| Sayfa alıntısı |
────────────────────

Sonra (Allah Rasulü)
kadını çağırdı, ona öğüt verdi, hatırlattı. Ve kendisine dünya azabının ahiret
azabından daha hafif olduğunu haber verdi. Kadın da: Hayır, seni hak ile
gönderene yemin ederim ki o yalan söylüyor, dedi. Sonra adam başlayarak Allah
adına şüphesiz o (kendisi) doğru söyleyenlerdendir diye dört defa şahitlik etti
ve beşincisinde de eğer yalancılardan ise Allah'ın lanetinin üzerine olmasını
istedi. Sonra ikinci olarak kadından lanetleşmesini istedi. O da dört defa
Allah adına şüphesiz ki o yalan söyleyenlerdendir diye şahitlik etti
beşincisinde de eğer o doğru söyleyenlerden ise Allah'ın gazabının üzerine
olmasını istedi. Sonra (Allah Rasulü) onları birbirlerinden ayırdı.
Bu hadisi bana Ali b.
Hucr es-Sa'di de tahdis etti, bize İsa b. Yunus tahdis etti, bize Abdulmelik b.

────────────────────

| Veri bölümü |
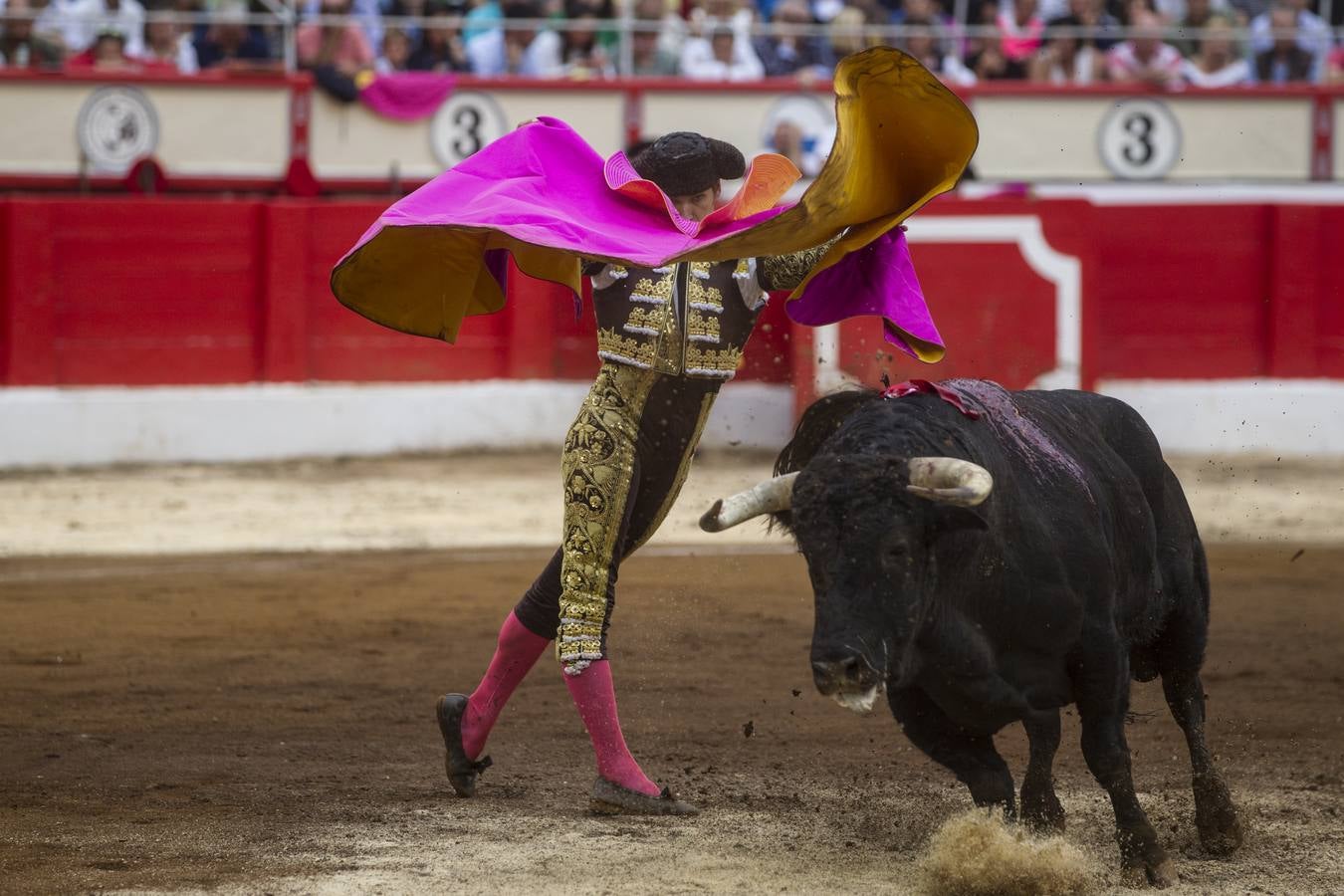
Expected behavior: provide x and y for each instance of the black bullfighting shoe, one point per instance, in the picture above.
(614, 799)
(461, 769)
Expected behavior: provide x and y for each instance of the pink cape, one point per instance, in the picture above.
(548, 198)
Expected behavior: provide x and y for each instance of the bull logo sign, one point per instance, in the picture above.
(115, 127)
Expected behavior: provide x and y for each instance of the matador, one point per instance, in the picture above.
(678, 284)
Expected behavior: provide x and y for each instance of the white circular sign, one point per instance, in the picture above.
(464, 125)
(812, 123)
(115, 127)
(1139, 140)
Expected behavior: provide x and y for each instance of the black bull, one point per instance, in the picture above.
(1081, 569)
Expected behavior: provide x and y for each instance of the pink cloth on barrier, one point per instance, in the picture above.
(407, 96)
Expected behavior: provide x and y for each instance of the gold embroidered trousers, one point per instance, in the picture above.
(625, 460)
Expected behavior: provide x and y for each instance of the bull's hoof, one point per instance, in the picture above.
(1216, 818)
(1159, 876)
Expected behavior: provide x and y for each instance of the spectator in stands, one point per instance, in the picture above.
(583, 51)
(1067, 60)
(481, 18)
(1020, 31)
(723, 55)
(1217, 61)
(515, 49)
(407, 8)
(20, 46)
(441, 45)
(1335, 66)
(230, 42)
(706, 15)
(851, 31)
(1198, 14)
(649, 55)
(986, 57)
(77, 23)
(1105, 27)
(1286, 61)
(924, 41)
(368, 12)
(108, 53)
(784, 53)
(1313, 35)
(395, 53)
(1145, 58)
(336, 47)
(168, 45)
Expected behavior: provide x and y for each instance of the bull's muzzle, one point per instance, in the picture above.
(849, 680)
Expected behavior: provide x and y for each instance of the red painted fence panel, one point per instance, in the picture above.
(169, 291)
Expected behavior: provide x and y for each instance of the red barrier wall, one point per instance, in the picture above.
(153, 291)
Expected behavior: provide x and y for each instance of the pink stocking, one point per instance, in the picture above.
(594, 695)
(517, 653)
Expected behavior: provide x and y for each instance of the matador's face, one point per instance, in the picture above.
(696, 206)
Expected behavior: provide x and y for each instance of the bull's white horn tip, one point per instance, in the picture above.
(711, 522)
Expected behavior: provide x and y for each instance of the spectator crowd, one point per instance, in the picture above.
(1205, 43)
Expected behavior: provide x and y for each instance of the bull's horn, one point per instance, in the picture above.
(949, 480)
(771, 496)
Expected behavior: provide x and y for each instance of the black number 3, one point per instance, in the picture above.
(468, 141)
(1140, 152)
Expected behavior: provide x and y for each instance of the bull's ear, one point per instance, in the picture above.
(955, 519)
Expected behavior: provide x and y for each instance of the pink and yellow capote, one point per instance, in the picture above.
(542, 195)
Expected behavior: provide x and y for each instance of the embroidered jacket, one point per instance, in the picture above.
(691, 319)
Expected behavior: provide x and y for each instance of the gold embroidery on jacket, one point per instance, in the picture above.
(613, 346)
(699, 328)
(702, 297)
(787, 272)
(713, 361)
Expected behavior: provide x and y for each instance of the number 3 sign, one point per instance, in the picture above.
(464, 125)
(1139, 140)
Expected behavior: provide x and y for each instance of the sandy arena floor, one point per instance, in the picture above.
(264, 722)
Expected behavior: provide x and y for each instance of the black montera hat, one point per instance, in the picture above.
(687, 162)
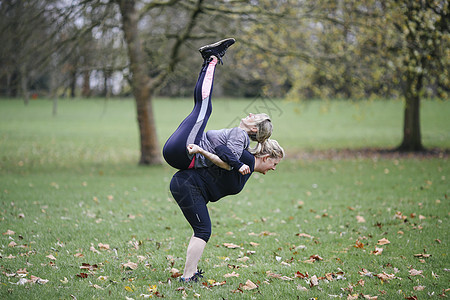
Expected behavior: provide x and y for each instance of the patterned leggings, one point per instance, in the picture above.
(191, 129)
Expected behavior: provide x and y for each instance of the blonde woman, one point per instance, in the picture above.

────────────────────

| Alıştırma 1 |
Lanetleşme anlatısında "kadını çağırdı, ona" ile başlayıp "bana Ali b." sözlerine kadar süren bölümü, "şahitlik etti" ifadesini "tanıklık etti" ile değiştirerek yeniden yazın.
| Alıştırma 2 |
Lanetleşme anlatısına göre kadın yemin etmeden önce Allah Rasulü kadına neler yaptı? Hepsini sıralayın.
| Alıştırma 3 |
Lanetleşme anlatısında kalınan yerden sonra gelecek kısmı yazın.

| Cevap 1 |
kadını çağırdı, ona öğüt verdi, hatırlattı. Ve kendisine dünya azabının ahiret
azabından daha hafif olduğunu haber verdi. Kadın da: Hayır, seni hak ile
gönderene yemin ederim ki o yalan söylüyor, dedi. Sonra adam başlayarak Allah
adına şüphesiz o (kendisi) doğru söyleyenlerdendir diye dört defa tanıklık etti
ve beşincisinde de eğer yalancılardan ise Allah'ın lanetinin üzerine olmasını
istedi. Sonra ikinci olarak kadından lanetleşmesini istedi. O da dört defa
Allah adına şüphesiz ki o yalan söyleyenlerdendir diye tanıklık etti
beşincisinde de eğer o doğru söyleyenlerden ise Allah'ın gazabının üzerine
olmasını istedi. Sonra (Allah Rasulü) onları birbirlerinden ayırdı.
Bu hadisi bana Ali b.

| Cevap 2 |
Kadını çağırdı; ona öğüt verdi; hatırlattı; dünya azabının ahiret azabından daha hafif olduğunu haber verdi.

| Cevap 3 |
Ebu Süleyman tahdis edip dedi ki: Said b. Cübeyr'i şöyle derken dinledim:
Mus'ab b. ez-Zubeyr zamanında lanetleşen karı koca hakkında bana bir soru
soruldu ben de ne söyleyeceğimi bilemedim. Bunun için Abdullah b. Ömer'in
yanına gittim. Ona: Lanetleşen karı koca hakkındaki görüşün nedir? Onlar
birbirlerinden ayrılırlar mı dedim. Sonra da hadisi İbn Numeyr'in hadisi gibi
zikretti.
Diğer tahric: Tirmizi,
1202,3178; Nesai, 3473; Tuhfetu'l-Eşraf, 7058
AÇIKLAMA: "Köleye:
Bana izin iste dedim ... İbn Cübeyr mi, dedi. Ben evet dedim." Burada
"kaail" kaylule'den gelmektedir. (Kaylule yapan demektir) Kaylule ise
günün ortasında uyumaktır. İbn Cübeyr lafzında "İbn" kelimesinin nun
.. arli merfudur. İfade, sen İbn Cubeyr misin takdirinde bir istifhamdır.
"Onun bir keçe
üzerine yatmış olduğunu gördüm." Buradan da İbn Omer'in zahid ve mütevazi
olduğu anlaşılmaktadır.
"Ona öğüt verdi,
ona hatırlattı ve kendisine dünya azabının ahiret azabından daha hafif olduğunu
haber verdi." Kadına da aynı şeyi söyledi. Buradan imamın lanetleşecek
kişilere öğüt vereceği, onları yalan yere yemin etmenin vebalinden korkutacağı,
dünya azabıolan haddin ahiret azabından daha hafif olacağını bildirmesi
gerektiği anlaşılmaktadır.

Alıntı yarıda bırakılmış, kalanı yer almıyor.